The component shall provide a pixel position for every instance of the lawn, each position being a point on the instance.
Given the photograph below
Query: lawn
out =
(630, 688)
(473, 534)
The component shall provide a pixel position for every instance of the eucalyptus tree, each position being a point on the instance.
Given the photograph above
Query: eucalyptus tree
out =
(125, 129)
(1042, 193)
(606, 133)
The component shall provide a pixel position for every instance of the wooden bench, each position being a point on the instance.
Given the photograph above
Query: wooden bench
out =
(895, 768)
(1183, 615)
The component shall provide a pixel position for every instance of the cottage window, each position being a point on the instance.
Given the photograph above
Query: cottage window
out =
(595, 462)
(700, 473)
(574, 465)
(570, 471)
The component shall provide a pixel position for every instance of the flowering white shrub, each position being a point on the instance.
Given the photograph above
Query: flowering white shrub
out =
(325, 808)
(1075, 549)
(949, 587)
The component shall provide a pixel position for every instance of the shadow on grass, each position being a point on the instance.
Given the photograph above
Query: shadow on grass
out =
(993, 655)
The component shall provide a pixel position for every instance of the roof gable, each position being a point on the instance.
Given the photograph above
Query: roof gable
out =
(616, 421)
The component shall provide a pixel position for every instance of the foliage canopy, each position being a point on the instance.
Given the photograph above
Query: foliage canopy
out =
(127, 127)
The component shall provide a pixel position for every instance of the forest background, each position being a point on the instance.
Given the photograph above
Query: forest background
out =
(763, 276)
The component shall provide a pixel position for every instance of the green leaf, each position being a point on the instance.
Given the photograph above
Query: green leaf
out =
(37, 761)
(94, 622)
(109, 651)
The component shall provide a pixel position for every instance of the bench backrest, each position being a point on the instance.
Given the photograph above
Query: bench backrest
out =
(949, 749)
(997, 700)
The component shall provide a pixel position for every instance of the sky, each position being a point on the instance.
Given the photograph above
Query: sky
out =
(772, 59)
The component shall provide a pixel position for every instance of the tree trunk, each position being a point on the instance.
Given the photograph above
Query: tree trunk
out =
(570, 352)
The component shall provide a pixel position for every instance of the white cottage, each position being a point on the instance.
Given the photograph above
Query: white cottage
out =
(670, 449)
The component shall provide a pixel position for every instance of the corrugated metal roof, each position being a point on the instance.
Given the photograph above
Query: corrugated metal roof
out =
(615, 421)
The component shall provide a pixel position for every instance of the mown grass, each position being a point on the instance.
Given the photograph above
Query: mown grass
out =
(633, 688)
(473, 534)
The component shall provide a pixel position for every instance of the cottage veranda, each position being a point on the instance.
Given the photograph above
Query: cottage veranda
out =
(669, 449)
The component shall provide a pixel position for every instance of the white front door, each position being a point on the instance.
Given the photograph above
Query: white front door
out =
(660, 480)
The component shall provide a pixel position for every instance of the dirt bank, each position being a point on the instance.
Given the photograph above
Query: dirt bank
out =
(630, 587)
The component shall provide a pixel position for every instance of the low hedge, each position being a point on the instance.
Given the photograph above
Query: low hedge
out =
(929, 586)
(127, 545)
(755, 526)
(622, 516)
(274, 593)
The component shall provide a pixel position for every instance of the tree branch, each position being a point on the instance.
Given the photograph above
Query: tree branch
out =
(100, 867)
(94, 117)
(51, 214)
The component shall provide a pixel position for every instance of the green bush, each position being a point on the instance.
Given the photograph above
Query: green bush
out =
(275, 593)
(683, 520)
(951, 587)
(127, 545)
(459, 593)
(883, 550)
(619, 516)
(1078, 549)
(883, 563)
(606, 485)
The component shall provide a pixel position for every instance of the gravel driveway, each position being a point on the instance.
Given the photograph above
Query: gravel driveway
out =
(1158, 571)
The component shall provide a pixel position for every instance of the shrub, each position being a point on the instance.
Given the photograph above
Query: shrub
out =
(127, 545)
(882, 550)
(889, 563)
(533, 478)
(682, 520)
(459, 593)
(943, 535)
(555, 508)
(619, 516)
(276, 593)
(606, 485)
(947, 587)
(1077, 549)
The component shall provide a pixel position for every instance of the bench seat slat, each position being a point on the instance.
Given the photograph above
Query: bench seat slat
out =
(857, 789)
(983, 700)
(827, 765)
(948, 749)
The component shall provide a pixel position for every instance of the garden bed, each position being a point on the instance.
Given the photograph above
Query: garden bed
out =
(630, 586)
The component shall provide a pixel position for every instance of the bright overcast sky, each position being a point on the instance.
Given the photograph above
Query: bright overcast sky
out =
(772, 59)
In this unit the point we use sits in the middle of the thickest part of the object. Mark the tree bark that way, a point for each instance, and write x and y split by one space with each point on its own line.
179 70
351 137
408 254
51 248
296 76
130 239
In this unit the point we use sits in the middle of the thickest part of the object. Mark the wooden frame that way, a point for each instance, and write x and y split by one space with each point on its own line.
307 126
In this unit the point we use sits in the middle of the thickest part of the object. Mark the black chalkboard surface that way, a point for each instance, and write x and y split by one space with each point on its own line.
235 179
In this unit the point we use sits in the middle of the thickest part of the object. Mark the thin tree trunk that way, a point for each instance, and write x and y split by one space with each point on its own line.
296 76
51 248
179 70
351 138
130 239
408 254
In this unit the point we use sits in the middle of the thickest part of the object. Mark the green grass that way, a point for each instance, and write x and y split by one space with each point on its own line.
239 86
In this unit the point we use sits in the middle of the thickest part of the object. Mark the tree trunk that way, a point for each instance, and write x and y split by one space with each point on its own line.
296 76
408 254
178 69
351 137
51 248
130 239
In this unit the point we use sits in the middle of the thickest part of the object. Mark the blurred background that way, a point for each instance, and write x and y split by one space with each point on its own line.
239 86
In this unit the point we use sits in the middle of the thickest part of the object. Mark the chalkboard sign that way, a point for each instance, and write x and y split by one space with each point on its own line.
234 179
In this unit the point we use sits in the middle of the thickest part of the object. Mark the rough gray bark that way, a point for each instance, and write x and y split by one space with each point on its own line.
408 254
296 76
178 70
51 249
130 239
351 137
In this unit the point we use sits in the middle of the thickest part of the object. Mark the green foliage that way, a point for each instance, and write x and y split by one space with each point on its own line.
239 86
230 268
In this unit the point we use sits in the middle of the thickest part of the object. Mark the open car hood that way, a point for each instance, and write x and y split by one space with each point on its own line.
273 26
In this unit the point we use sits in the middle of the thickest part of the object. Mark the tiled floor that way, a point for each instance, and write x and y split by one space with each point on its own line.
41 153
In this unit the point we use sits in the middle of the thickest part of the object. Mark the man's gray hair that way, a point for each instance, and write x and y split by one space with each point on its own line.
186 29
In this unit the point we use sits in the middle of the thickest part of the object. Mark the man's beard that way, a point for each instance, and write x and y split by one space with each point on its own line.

┄┄┄┄┄┄┄┄┄┄

Task objective: Starting with the line that contains "Mark the chalkboard" and going on through the end of the records, write those lines out again, requests included, and shift every coordinate in the answers up by 26.

The response:
In this unit the point we use sits in the middle of the thickest part of the object. Mark the chalkboard sign that way, a point for each instance, and write x and y split by one space with each point on its own line.
260 205
In this unit the point we use sits in the middle of the thickest part of the object. Mark the rough gray bark that way, a point for each instance, and write x and y split by one space with each point on its own line.
434 280
322 102
204 96
77 275
156 265
377 163
In this unit the point we use sits in the middle of the thickest part of the object. Mark the green foliage that way, a point for each instance, and write x and y split by one space with each point on its own line.
265 112
256 294
In this unit the point we use sits in the middle of the thickest part of the object. Mark the open car hood that way, a point for each instance, and write x and y split by one space with each point on its own line.
299 52
In this unit the point we use sits in the middle of the thickest part of the object. Mark the tiled floor that way, a point for each instance, and write x and y split by one space with each point on its own line.
67 179
In this unit the point we use sits in the middle of the thickest part of the object. Mark the man's gray hair that way, a point for each instance, and write x and y split by one space with each point on its own line.
212 55
In this unit the point we use sits in the middle of the thickest part of the object. Mark the man's beard that way, a point for each instance, and write x and y split by one space with each point on its own line.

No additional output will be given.